Required work :: Write out the entries verbatim, starting with the line that contains "task: segment every instance of the arched" and continuing through the last line of the entries, including both of those lines. Leave the pictures out of your answer.

** begin **

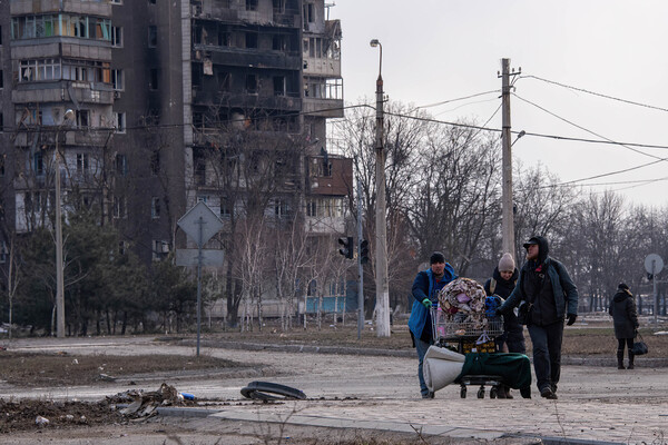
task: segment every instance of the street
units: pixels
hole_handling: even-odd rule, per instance
[[[185,354],[191,347],[153,342],[151,337],[26,339],[14,342],[14,350],[62,350],[77,354]],[[436,393],[432,400],[419,398],[415,358],[283,352],[246,352],[204,348],[202,354],[253,365],[269,375],[248,373],[220,376],[176,376],[166,378],[178,390],[198,398],[215,398],[220,406],[207,408],[228,421],[267,421],[271,418],[313,422],[335,419],[342,427],[404,425],[423,432],[449,428],[452,437],[495,439],[504,435],[536,435],[569,439],[627,444],[665,444],[668,432],[668,378],[665,369],[645,368],[642,357],[633,370],[616,367],[564,366],[559,384],[559,399],[546,400],[532,388],[533,398],[460,398],[459,386]],[[271,369],[271,372],[269,372]],[[239,389],[252,380],[267,380],[296,387],[307,400],[257,405],[245,400]],[[96,400],[128,388],[156,389],[161,379],[145,379],[128,386],[114,384],[62,388],[16,388],[0,385],[0,397]],[[232,400],[238,403],[229,404]],[[227,403],[225,403],[227,402]],[[295,416],[298,413],[298,416]],[[291,421],[291,422],[293,422]],[[365,423],[361,423],[365,422]],[[355,426],[356,425],[356,426]],[[441,429],[438,429],[441,428]],[[434,433],[436,434],[436,433]]]

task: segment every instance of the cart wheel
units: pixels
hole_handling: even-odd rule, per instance
[[[478,398],[484,398],[484,386],[481,386],[480,389],[478,389]]]
[[[498,393],[499,393],[499,388],[495,386],[492,386],[492,388],[490,389],[490,398],[497,398]]]

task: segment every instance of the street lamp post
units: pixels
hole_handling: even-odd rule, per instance
[[[56,335],[58,338],[65,337],[65,278],[62,267],[62,219],[60,208],[60,130],[62,126],[70,121],[75,112],[67,110],[62,122],[56,130]]]
[[[376,80],[376,248],[375,248],[375,275],[376,275],[376,335],[390,337],[390,286],[387,283],[387,235],[385,221],[385,150],[383,148],[383,46],[377,39],[370,44],[379,47],[379,78]]]

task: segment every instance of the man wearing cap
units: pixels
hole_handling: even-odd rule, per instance
[[[426,349],[434,343],[432,334],[432,320],[430,309],[434,303],[438,303],[439,291],[450,281],[456,278],[454,269],[445,263],[445,256],[440,251],[434,251],[429,259],[430,268],[418,273],[413,281],[413,308],[409,318],[409,328],[411,337],[415,343],[418,350],[418,378],[420,380],[420,393],[422,398],[434,398],[434,393],[430,392],[422,376],[422,363]]]
[[[617,369],[623,367],[623,347],[629,349],[629,367],[633,369],[633,338],[638,334],[638,312],[636,310],[636,301],[633,294],[626,285],[620,283],[617,286],[617,294],[610,301],[608,313],[612,316],[615,324],[615,337],[617,338]]]
[[[503,254],[499,260],[499,266],[492,273],[492,277],[485,281],[484,291],[488,296],[498,295],[502,299],[508,298],[518,283],[519,274],[512,256],[509,253]],[[503,317],[503,334],[497,337],[497,344],[499,350],[503,350],[505,345],[509,353],[527,354],[524,329],[512,310]],[[499,398],[512,398],[510,387],[501,385],[498,396]]]
[[[499,308],[508,314],[522,304],[527,314],[524,324],[533,346],[533,369],[542,397],[557,398],[557,384],[561,374],[561,340],[563,320],[567,325],[578,317],[578,288],[566,267],[550,258],[548,240],[531,237],[525,244],[527,263],[520,270],[518,284]]]

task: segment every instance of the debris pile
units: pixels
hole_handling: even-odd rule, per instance
[[[134,422],[155,416],[157,408],[160,406],[196,405],[195,397],[191,394],[181,394],[174,386],[166,383],[161,384],[158,390],[130,389],[115,396],[107,396],[107,403],[116,407],[124,417]]]

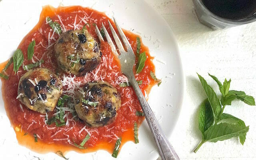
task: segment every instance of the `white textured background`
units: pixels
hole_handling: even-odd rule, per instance
[[[170,142],[182,160],[256,160],[256,107],[236,101],[224,112],[244,120],[250,130],[244,146],[238,138],[206,143],[192,151],[201,138],[198,129],[199,105],[206,98],[196,72],[215,91],[217,84],[231,78],[230,89],[256,97],[256,23],[213,31],[200,24],[190,0],[147,0],[172,29],[180,47],[186,82],[182,109]]]

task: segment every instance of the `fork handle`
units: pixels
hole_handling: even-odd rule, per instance
[[[154,136],[154,138],[156,141],[162,160],[179,160],[179,157],[169,142],[165,134],[140,89],[133,74],[129,74],[131,76],[130,77],[128,77],[128,79],[133,87],[141,105],[146,119]]]

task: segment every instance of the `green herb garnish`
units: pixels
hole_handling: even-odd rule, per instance
[[[104,37],[105,37],[105,33],[104,32],[104,30],[103,30],[103,28],[101,28],[101,29],[100,29],[100,34],[101,34],[101,36],[102,36],[102,37],[104,38]]]
[[[91,102],[89,100],[85,100],[84,99],[82,99],[82,102],[86,104],[88,104],[90,106],[93,106],[95,107],[99,103],[98,102]]]
[[[53,22],[51,18],[48,17],[46,18],[46,23],[49,24],[49,25],[52,28],[53,32],[56,32],[58,34],[62,33],[60,25],[56,22]]]
[[[138,124],[136,122],[134,122],[134,134],[135,143],[138,143],[139,142],[139,139],[138,138]]]
[[[140,73],[142,70],[142,69],[143,69],[145,66],[145,62],[147,56],[146,55],[146,52],[145,52],[140,54],[138,64],[137,64],[136,73]]]
[[[136,111],[135,114],[137,116],[144,116],[144,113],[142,112],[138,111],[138,110]]]
[[[114,158],[117,157],[117,155],[118,154],[119,150],[120,150],[120,145],[121,145],[121,141],[122,141],[122,138],[119,138],[116,142],[115,144],[115,148],[113,151],[113,154],[112,154],[112,156]]]
[[[37,142],[37,136],[36,135],[36,134],[35,133],[34,133],[33,136],[35,138],[35,142]]]
[[[35,63],[31,63],[27,64],[23,67],[23,70],[28,70],[30,69],[34,68],[37,67],[44,63],[44,60],[40,60],[39,61],[36,62]]]
[[[9,61],[8,61],[8,62],[6,64],[6,66],[5,66],[4,68],[4,69],[3,70],[2,72],[6,70],[7,70],[7,68],[8,68],[8,67],[9,67],[10,65],[11,65],[11,64],[12,64],[12,63],[13,62],[13,58],[12,57],[10,58],[10,60],[9,60]]]
[[[139,37],[137,37],[136,39],[137,40],[137,50],[136,50],[136,52],[137,53],[137,56],[138,56],[140,51],[140,39]]]
[[[239,137],[244,144],[249,126],[246,126],[242,120],[226,113],[223,111],[226,105],[231,105],[236,98],[252,106],[255,105],[253,97],[246,95],[244,92],[230,90],[231,80],[226,79],[222,84],[214,76],[209,74],[216,82],[222,94],[221,104],[216,94],[204,79],[198,77],[207,96],[201,104],[199,114],[199,128],[202,134],[202,142],[194,150],[196,153],[206,142],[216,142],[233,137]]]
[[[16,74],[24,60],[24,56],[23,56],[22,51],[20,49],[17,49],[14,52],[13,57],[13,71],[14,71]]]
[[[30,60],[33,57],[34,54],[34,48],[36,45],[36,41],[35,40],[31,42],[28,47],[28,60]]]
[[[157,86],[160,86],[160,84],[161,84],[162,83],[162,81],[157,79],[156,78],[156,75],[155,75],[155,74],[154,74],[154,72],[151,71],[150,71],[150,75],[151,78],[153,80],[154,80],[155,81],[156,81],[156,82],[158,82],[158,83],[157,84]]]
[[[0,73],[0,77],[2,77],[6,79],[6,80],[8,80],[9,79],[9,77],[6,75],[5,74],[4,74],[2,72]]]
[[[87,141],[90,139],[90,135],[87,134],[86,136],[85,136],[85,138],[84,139],[84,140],[83,140],[83,141],[82,141],[82,142],[80,144],[80,146],[81,146],[81,147],[83,147],[84,144],[85,144],[85,143],[87,142]]]
[[[74,145],[75,146],[76,146],[76,147],[80,149],[85,149],[84,147],[80,146],[79,145],[76,144],[76,143],[75,143],[75,141],[74,141]]]
[[[65,159],[65,160],[68,160],[69,159],[69,158],[66,158],[63,155],[63,153],[62,153],[62,152],[60,150],[58,150],[58,151],[56,152],[56,154],[58,155],[59,156],[62,157],[62,158]]]

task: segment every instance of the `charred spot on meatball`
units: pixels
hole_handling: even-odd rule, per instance
[[[86,37],[84,34],[79,34],[78,36],[78,39],[79,39],[81,43],[84,43],[86,42]]]
[[[53,79],[55,83],[51,84]],[[62,91],[60,80],[44,68],[29,70],[20,78],[18,86],[19,100],[29,109],[41,113],[53,110]]]
[[[58,66],[68,73],[85,75],[96,68],[101,61],[97,42],[87,30],[84,32],[76,30],[62,33],[57,41],[61,42],[54,45]]]
[[[121,97],[116,88],[104,82],[92,82],[78,92],[79,101],[75,106],[78,117],[92,127],[109,124],[116,119],[121,106]]]

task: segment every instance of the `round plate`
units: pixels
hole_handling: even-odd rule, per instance
[[[177,43],[163,18],[142,0],[0,0],[0,15],[3,15],[0,16],[0,62],[12,56],[23,38],[38,22],[42,6],[48,4],[55,7],[80,5],[104,12],[110,18],[114,16],[122,28],[141,36],[143,43],[155,57],[156,76],[162,81],[160,86],[152,88],[148,103],[170,137],[180,111],[184,81]],[[2,95],[0,97],[2,159],[30,160],[36,156],[41,160],[63,159],[53,153],[41,154],[19,145],[6,115]],[[104,150],[86,154],[70,152],[66,156],[70,160],[156,160],[158,151],[146,120],[139,130],[139,139],[138,144],[126,143],[117,159]]]

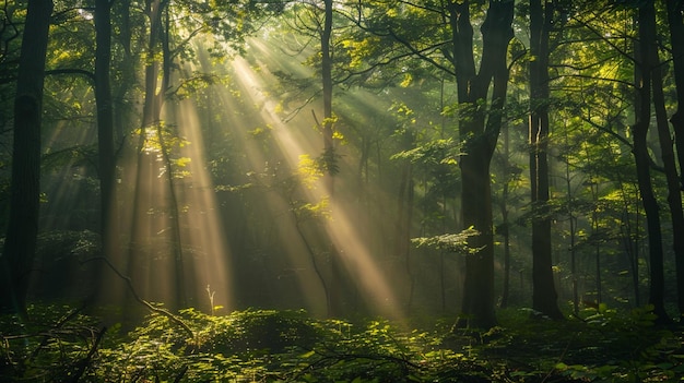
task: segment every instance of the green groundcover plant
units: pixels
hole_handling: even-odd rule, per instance
[[[1,382],[680,382],[682,332],[650,307],[554,322],[499,312],[500,326],[318,320],[305,311],[211,315],[160,308],[131,331],[71,307],[0,323]]]

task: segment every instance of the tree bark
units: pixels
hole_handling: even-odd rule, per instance
[[[465,228],[480,235],[469,246],[481,249],[465,259],[462,315],[471,327],[487,328],[496,324],[494,313],[494,236],[490,164],[502,128],[502,113],[508,85],[506,53],[514,36],[514,1],[490,1],[482,24],[482,59],[475,69],[470,2],[451,1],[448,5],[453,38],[453,65],[458,101],[463,107],[459,134],[465,154],[460,157],[461,218]],[[487,95],[492,88],[488,110]]]
[[[549,34],[552,2],[530,1],[530,183],[532,215],[532,309],[563,319],[553,276],[549,213]]]
[[[322,164],[326,168],[326,191],[332,201],[334,196],[335,153],[333,141],[332,116],[332,0],[323,1],[323,25],[320,35],[321,48],[321,80],[323,87],[323,121],[320,124],[323,135]],[[328,284],[328,315],[341,316],[344,314],[344,298],[342,294],[342,260],[333,243],[330,243],[330,283]]]
[[[95,104],[97,106],[97,153],[99,175],[102,255],[111,260],[118,246],[118,218],[115,188],[114,104],[109,69],[111,63],[111,12],[108,0],[95,1]],[[104,266],[95,268],[93,296],[104,302],[102,284]]]
[[[30,0],[14,98],[10,219],[0,255],[0,310],[26,316],[40,195],[40,124],[51,0]]]
[[[661,323],[669,322],[668,313],[664,307],[664,270],[663,270],[663,247],[662,231],[660,226],[660,212],[658,201],[653,192],[653,185],[650,175],[650,158],[648,153],[648,129],[651,118],[651,73],[652,64],[650,63],[649,49],[651,40],[651,31],[654,32],[654,15],[651,17],[652,10],[648,5],[641,5],[638,9],[639,39],[636,41],[636,68],[635,84],[637,85],[636,94],[636,121],[632,128],[634,136],[634,159],[637,167],[637,180],[639,183],[639,192],[641,193],[641,202],[644,203],[644,212],[646,214],[649,260],[650,260],[650,291],[649,303],[653,306],[653,312],[658,315]]]
[[[677,105],[677,110],[670,118],[670,122],[674,129],[674,141],[680,164],[679,187],[682,191],[684,190],[684,1],[668,0],[665,2],[668,8],[668,24],[670,25],[670,45],[672,46],[672,63],[674,67],[674,84]],[[684,241],[684,239],[680,239],[680,242],[681,241]],[[681,247],[682,243],[679,246]],[[681,322],[681,320],[684,319],[684,255],[682,255],[681,252],[676,253],[675,264],[677,280],[677,308],[680,311]]]

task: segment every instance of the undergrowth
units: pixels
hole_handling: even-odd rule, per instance
[[[486,332],[275,310],[153,313],[130,332],[70,307],[31,318],[0,322],[1,382],[684,382],[682,332],[648,307],[561,322],[507,310]]]

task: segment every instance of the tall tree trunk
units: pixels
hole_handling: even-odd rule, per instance
[[[111,62],[111,13],[108,0],[95,1],[95,104],[97,105],[97,153],[99,158],[99,201],[103,255],[114,258],[118,246],[116,190],[115,190],[115,151],[114,151],[114,110],[109,68]],[[93,296],[103,301],[102,280],[104,266],[95,268],[96,278]]]
[[[465,154],[460,158],[461,217],[464,227],[473,227],[480,232],[469,239],[469,246],[481,249],[465,259],[462,314],[469,326],[491,327],[496,324],[496,316],[490,164],[502,127],[508,86],[506,53],[514,36],[514,1],[490,1],[481,27],[483,41],[479,71],[475,69],[469,7],[469,1],[451,1],[448,5],[458,101],[464,110],[459,120],[459,134],[465,143]],[[491,87],[492,99],[485,111],[480,104],[487,104]]]
[[[684,1],[667,0],[670,45],[674,67],[677,110],[670,118],[674,129],[674,140],[680,163],[680,189],[684,190]],[[681,194],[680,194],[681,196]],[[676,232],[676,231],[675,231]],[[682,231],[680,231],[682,232]],[[682,236],[675,236],[682,237]],[[680,239],[680,242],[684,239]],[[682,246],[681,243],[679,246]],[[684,255],[676,253],[677,307],[680,322],[684,320]]]
[[[323,25],[320,35],[321,48],[321,79],[323,87],[323,121],[320,129],[323,135],[322,163],[326,167],[326,191],[332,202],[334,196],[335,153],[332,116],[332,0],[325,0]],[[342,295],[342,260],[340,252],[333,243],[330,243],[330,271],[331,277],[328,284],[328,315],[340,316],[344,313],[344,298]]]
[[[532,215],[532,308],[562,319],[553,277],[549,212],[549,34],[554,7],[530,1],[530,183]]]
[[[502,301],[499,308],[505,309],[508,307],[508,298],[510,296],[510,223],[508,218],[508,195],[509,192],[509,178],[510,173],[510,129],[508,124],[504,127],[504,188],[502,191],[502,201],[499,208],[502,211],[502,230],[500,235],[504,237],[504,288],[502,289]]]
[[[43,84],[51,13],[51,0],[28,1],[14,97],[10,220],[0,255],[0,310],[24,318],[38,235]]]
[[[654,28],[654,17],[648,14],[647,5],[641,5],[638,10],[639,39],[636,41],[636,68],[635,84],[637,86],[636,94],[636,121],[632,128],[634,136],[634,159],[637,167],[637,180],[639,183],[639,192],[641,193],[641,202],[644,203],[644,212],[648,228],[648,244],[650,260],[650,291],[649,303],[653,306],[653,312],[658,315],[659,322],[669,322],[668,313],[664,307],[664,270],[663,270],[663,248],[662,231],[660,227],[660,212],[658,201],[653,192],[653,185],[650,175],[650,158],[648,152],[648,129],[651,118],[651,71],[649,64],[649,52],[651,48],[647,41],[650,41],[649,28]],[[651,23],[649,25],[649,23]],[[654,31],[654,29],[653,29]]]
[[[665,95],[663,92],[662,67],[658,55],[658,36],[656,35],[656,7],[653,2],[644,5],[648,7],[650,39],[646,41],[649,46],[649,65],[652,65],[652,91],[653,108],[656,110],[656,125],[658,128],[658,140],[661,147],[662,164],[665,169],[665,180],[668,184],[668,206],[670,207],[670,219],[672,222],[672,236],[674,258],[676,268],[684,267],[684,212],[682,211],[682,192],[680,177],[676,169],[676,156],[674,154],[674,141],[670,133],[668,123],[668,111],[665,110]],[[684,147],[682,147],[684,149]],[[677,308],[680,313],[684,313],[684,280],[677,280]]]

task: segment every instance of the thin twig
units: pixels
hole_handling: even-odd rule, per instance
[[[138,302],[140,302],[141,304],[143,304],[144,307],[146,307],[150,311],[152,312],[156,312],[157,314],[162,314],[166,318],[168,318],[172,322],[176,323],[177,325],[179,325],[180,327],[182,327],[182,330],[185,330],[190,337],[194,338],[194,333],[192,332],[192,328],[190,328],[190,326],[188,326],[184,321],[181,321],[178,316],[174,315],[173,313],[170,313],[168,310],[162,309],[162,308],[157,308],[152,306],[152,303],[148,302],[146,300],[140,298],[140,296],[138,295],[138,292],[135,292],[135,288],[133,287],[133,283],[131,280],[131,278],[129,276],[126,276],[123,274],[121,274],[121,272],[119,272],[113,264],[111,262],[109,262],[109,260],[105,256],[94,256],[87,260],[84,260],[81,262],[81,264],[84,264],[86,262],[91,262],[91,261],[103,261],[107,266],[109,266],[109,268],[111,268],[111,271],[114,273],[116,273],[116,275],[119,276],[119,278],[126,280],[126,285],[128,286],[129,291],[133,295],[133,298],[135,298],[135,300]]]

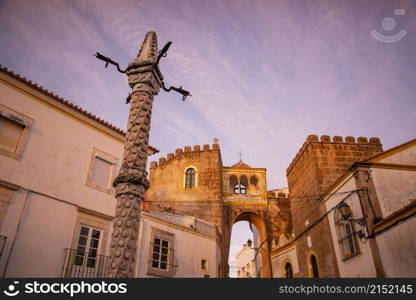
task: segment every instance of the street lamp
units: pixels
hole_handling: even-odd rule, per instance
[[[340,222],[345,222],[345,223],[354,222],[354,223],[357,223],[358,225],[360,225],[362,227],[365,227],[365,225],[366,225],[365,218],[353,219],[351,208],[345,202],[339,203],[336,206],[336,210],[341,215]],[[365,233],[363,232],[363,230],[359,230],[357,233],[358,233],[358,237],[360,239],[365,237]]]

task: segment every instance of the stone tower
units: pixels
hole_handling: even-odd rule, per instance
[[[224,167],[214,140],[212,146],[185,146],[152,162],[149,180],[144,210],[195,216],[217,227],[223,276],[228,274],[232,225],[238,221],[249,221],[259,230],[262,275],[272,276],[270,247],[282,230],[292,229],[289,200],[285,194],[268,195],[265,168],[242,161]]]
[[[319,262],[320,277],[338,277],[327,218],[320,221],[325,208],[322,195],[354,162],[366,160],[383,151],[378,138],[323,135],[308,136],[286,170],[291,205],[299,276],[309,277],[308,257]],[[312,226],[316,223],[315,226]]]

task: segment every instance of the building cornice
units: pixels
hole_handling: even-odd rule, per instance
[[[85,109],[73,104],[67,99],[49,91],[48,89],[32,82],[26,77],[17,74],[7,67],[0,64],[0,81],[7,84],[9,87],[23,91],[31,98],[57,110],[73,119],[76,119],[90,127],[111,136],[112,138],[124,143],[125,132],[120,128],[110,124],[109,122],[99,118],[98,116],[86,111]],[[149,155],[158,153],[159,150],[149,146]]]

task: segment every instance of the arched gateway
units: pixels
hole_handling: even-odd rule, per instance
[[[218,277],[228,276],[231,229],[238,221],[258,229],[261,276],[273,276],[269,252],[280,235],[290,234],[292,228],[287,195],[267,191],[265,168],[252,168],[241,160],[223,166],[214,140],[212,147],[185,146],[152,162],[149,179],[144,210],[194,216],[216,226],[221,253]]]

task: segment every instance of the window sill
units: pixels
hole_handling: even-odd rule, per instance
[[[7,151],[7,150],[1,149],[1,148],[0,148],[0,154],[4,155],[4,156],[7,156],[7,157],[10,157],[10,158],[13,158],[15,160],[20,160],[22,158],[22,155],[19,154],[19,153]]]
[[[356,253],[354,253],[354,254],[352,254],[352,255],[349,255],[349,256],[343,256],[342,257],[342,261],[347,261],[347,260],[349,260],[350,258],[353,258],[353,257],[355,257],[355,256],[357,256],[357,255],[360,255],[361,254],[361,252],[356,252]]]
[[[95,184],[95,183],[92,183],[92,182],[90,182],[90,181],[87,181],[87,182],[85,183],[85,186],[88,186],[88,187],[90,187],[90,188],[93,188],[93,189],[95,189],[95,190],[98,190],[98,191],[100,191],[100,192],[103,192],[103,193],[106,193],[106,194],[109,194],[109,195],[113,195],[113,189],[112,189],[112,188],[106,188],[106,187],[103,187],[103,186],[97,185],[97,184]]]

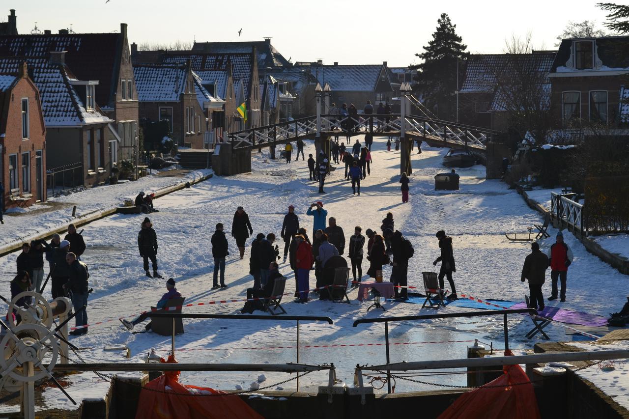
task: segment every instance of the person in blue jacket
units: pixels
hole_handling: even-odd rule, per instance
[[[316,207],[313,211],[313,208]],[[306,215],[311,215],[314,218],[313,222],[313,237],[314,237],[314,232],[318,230],[325,230],[326,227],[326,217],[328,216],[328,211],[323,209],[323,203],[318,201],[308,208],[306,212]]]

** end **

The solution ::
task: segment every instance of the arched gateway
units: pixels
hole_handling: even-odd rule, per instance
[[[218,277],[228,276],[231,229],[238,221],[258,229],[261,276],[273,276],[269,252],[280,235],[290,234],[292,228],[287,195],[267,191],[265,168],[252,168],[241,160],[223,166],[214,140],[212,147],[185,146],[152,162],[149,179],[144,210],[194,216],[216,226],[221,253]]]

task: segment every instance of the window sill
units: pixels
hole_handling: even-odd rule, per instance
[[[7,151],[7,150],[1,149],[1,148],[0,148],[0,154],[4,155],[4,156],[7,156],[7,157],[10,157],[10,158],[13,158],[15,160],[20,160],[22,158],[22,155],[19,154],[19,153]]]
[[[356,253],[354,253],[354,254],[352,254],[352,255],[349,255],[349,256],[343,256],[342,257],[342,261],[347,261],[347,260],[349,260],[350,258],[353,258],[353,257],[355,257],[355,256],[357,256],[357,255],[360,255],[361,254],[361,252],[356,252]]]
[[[95,184],[95,183],[92,183],[92,182],[90,182],[90,181],[87,181],[87,182],[85,183],[85,186],[88,186],[88,187],[90,187],[90,188],[93,188],[93,189],[95,189],[95,190],[98,190],[98,191],[100,191],[100,192],[103,192],[103,193],[106,193],[106,194],[109,194],[109,195],[113,195],[113,189],[112,189],[112,188],[106,188],[106,187],[103,187],[103,186],[97,185],[97,184]]]

task: segment every instance of the person in blue jacket
units: pixels
hole_handling: even-odd rule, per instance
[[[316,207],[313,211],[313,208]],[[306,215],[311,215],[314,218],[313,222],[313,237],[314,237],[314,232],[318,230],[325,230],[326,227],[326,217],[328,216],[328,211],[323,209],[323,203],[318,201],[308,208],[306,212]]]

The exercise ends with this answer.